Request 1> Reproduce the full news report below on the CPI(M) and the Indian Secular Front, word for word.

Quoted text start

Bengal polls: Ally Indian Secular Front not a communal force, says CPM

By PTI
KOLKATA: Amid allegations that the Left parties have joined hands with a communal force by forming an alliance with the Indian Secular Front (ISF) for winning the assembly elections in West Bengal, the CPI(M) has contended that the fledgeling party is different from fundamentalist communal forces.

The ISF was floated by Abbas Siddiqui, an influential Muslim cleric of Hooghly district’s Furfura Sharif, last month.

The Left Front has agreed to leave for the ISF 30 seats as part of the Left-Congress-ISF grand alliance.

Seat sharing talks are on between the ISF and the Congress.

CPI(M) West Bengal general secretary Surjya Kanta Mishra said that the alliance has been formed not with an eye on the elections only, but also for a long-term fight for lives and livelihoods of people and secularism, and against attacks on democracy.

Both the ruling Trinamool Congress and the opposition BJP have claimed that the Left Front has joined hands with “a communal force” like the ISF.

In an interview published in Thursdays edition of ‘Ganashakti’, the Bengali mouthpiece of the CPI(M), Mishra said, “The ISF is not a communal force. It is different from fundamentalist communal forces.”

Claiming that the huge turnout at the Brigade Parade Ground rally has muddled the calculations of the TMC and the BJP, he asserted that the ISF speaks of people belonging to Scheduled Castes, other backward classes, minority communities and also upper caste Hindus and Adivasis.

Quoted text end

Request 2> List every line in the listing below that contains the string "white", treating uppercase and lowercase as different.

Data lines start

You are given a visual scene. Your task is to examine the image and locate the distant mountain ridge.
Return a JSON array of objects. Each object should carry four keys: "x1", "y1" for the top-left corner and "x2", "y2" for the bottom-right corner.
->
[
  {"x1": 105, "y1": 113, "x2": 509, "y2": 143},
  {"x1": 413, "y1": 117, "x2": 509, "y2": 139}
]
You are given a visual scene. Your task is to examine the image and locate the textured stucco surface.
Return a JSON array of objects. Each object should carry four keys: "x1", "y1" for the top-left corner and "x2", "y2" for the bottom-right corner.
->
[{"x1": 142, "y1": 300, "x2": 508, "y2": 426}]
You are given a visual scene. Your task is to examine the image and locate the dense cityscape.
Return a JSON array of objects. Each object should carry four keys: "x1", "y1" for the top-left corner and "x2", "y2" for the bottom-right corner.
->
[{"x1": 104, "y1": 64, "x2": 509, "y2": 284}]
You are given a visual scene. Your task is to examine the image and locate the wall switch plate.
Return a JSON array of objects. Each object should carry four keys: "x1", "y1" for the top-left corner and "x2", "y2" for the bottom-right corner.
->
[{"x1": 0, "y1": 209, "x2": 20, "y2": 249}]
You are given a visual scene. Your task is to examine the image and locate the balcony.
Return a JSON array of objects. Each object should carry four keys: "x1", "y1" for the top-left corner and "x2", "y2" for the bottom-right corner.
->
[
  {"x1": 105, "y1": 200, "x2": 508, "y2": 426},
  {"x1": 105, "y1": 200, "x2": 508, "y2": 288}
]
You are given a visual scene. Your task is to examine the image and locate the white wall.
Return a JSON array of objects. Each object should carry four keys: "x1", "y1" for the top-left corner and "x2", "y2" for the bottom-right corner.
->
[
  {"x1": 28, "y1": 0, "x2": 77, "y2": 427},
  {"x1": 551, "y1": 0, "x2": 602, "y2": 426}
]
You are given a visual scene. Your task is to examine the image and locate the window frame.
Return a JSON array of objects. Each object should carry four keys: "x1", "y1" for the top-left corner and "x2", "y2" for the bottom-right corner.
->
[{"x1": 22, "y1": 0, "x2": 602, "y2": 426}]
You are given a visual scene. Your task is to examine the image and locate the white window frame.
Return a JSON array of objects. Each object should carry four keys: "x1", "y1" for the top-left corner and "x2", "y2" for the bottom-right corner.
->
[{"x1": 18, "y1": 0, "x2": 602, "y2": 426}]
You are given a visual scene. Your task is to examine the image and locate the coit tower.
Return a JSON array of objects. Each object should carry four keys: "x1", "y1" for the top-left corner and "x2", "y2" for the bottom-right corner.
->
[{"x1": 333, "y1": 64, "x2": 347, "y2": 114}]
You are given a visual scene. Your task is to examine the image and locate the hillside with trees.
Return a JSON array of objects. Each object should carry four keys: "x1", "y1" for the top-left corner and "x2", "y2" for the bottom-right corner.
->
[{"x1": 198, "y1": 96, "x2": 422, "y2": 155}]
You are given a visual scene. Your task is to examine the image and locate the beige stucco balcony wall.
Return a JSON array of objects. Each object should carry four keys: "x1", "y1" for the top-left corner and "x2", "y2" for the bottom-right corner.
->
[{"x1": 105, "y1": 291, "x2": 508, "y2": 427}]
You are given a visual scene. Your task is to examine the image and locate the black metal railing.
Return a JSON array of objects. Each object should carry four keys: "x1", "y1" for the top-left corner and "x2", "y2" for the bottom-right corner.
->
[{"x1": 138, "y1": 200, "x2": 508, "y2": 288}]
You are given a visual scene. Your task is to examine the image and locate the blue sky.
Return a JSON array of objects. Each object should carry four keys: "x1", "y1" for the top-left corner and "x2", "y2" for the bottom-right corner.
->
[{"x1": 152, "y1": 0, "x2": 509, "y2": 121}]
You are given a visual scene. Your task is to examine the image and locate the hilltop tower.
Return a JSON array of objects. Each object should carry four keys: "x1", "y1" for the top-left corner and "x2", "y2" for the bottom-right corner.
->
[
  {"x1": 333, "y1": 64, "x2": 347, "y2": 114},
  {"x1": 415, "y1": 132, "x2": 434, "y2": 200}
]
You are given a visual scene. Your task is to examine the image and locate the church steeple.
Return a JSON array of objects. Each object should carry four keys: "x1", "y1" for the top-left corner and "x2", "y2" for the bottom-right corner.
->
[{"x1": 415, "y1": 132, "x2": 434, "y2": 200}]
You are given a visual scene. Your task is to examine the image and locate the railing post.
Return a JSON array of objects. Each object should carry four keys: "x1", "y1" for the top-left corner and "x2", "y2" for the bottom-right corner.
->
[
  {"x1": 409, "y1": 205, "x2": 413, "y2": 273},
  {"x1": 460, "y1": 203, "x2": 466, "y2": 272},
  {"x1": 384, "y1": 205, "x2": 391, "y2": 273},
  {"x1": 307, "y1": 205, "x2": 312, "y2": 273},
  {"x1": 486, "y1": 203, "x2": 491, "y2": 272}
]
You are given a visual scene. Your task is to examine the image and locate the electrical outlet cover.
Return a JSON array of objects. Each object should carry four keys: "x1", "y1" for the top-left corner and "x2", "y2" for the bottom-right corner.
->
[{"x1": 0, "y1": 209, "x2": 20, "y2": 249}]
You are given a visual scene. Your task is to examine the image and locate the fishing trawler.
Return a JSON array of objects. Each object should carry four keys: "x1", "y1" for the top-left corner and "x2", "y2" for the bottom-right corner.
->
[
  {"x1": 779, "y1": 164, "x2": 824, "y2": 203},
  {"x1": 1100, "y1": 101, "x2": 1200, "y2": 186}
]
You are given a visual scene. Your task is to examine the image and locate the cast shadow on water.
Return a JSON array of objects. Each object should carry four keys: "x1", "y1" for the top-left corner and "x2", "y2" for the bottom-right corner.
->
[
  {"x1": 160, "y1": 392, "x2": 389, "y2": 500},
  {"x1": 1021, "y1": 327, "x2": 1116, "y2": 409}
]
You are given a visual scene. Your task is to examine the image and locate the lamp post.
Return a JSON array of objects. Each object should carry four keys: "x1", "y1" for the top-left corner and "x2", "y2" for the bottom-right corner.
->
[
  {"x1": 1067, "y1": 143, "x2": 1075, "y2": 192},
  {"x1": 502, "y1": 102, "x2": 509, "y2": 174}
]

Data lines end

Expected output 1>
Bengal polls: Ally Indian Secular Front not a communal force, says CPM

By PTI
KOLKATA: Amid allegations that the Left parties have joined hands with a communal force by forming an alliance with the Indian Secular Front (ISF) for winning the assembly elections in West Bengal, the CPI(M) has contended that the fledgeling party is different from fundamentalist communal forces.

The ISF was floated by Abbas Siddiqui, an influential Muslim cleric of Hooghly district’s Furfura Sharif, last month.

The Left Front has agreed to leave for the ISF 30 seats as part of the Left-Congress-ISF grand alliance.

Seat sharing talks are on between the ISF and the Congress.

CPI(M) West Bengal general secretary Surjya Kanta Mishra said that the alliance has been formed not with an eye on the elections only, but also for a long-term fight for lives and livelihoods of people and secularism, and against attacks on democracy.

Both the ruling Trinamool Congress and the opposition BJP have claimed that the Left Front has joined hands with “a communal force” like the ISF.

In an interview published in Thursdays edition of ‘Ganashakti’, the Bengali mouthpiece of the CPI(M), Mishra said, “The ISF is not a communal force. It is different from fundamentalist communal forces.”

Claiming that the huge turnout at the Brigade Parade Ground rally has muddled the calculations of the TMC and the BJP, he asserted that the ISF speaks of people belonging to Scheduled Castes, other backward classes, minority communities and also upper caste Hindus and Adivasis.

Expected output 2>
You are given a visual scene. Your task is to examine the image and locate the white wall.
You are given a visual scene. Your task is to examine the image and locate the white window frame.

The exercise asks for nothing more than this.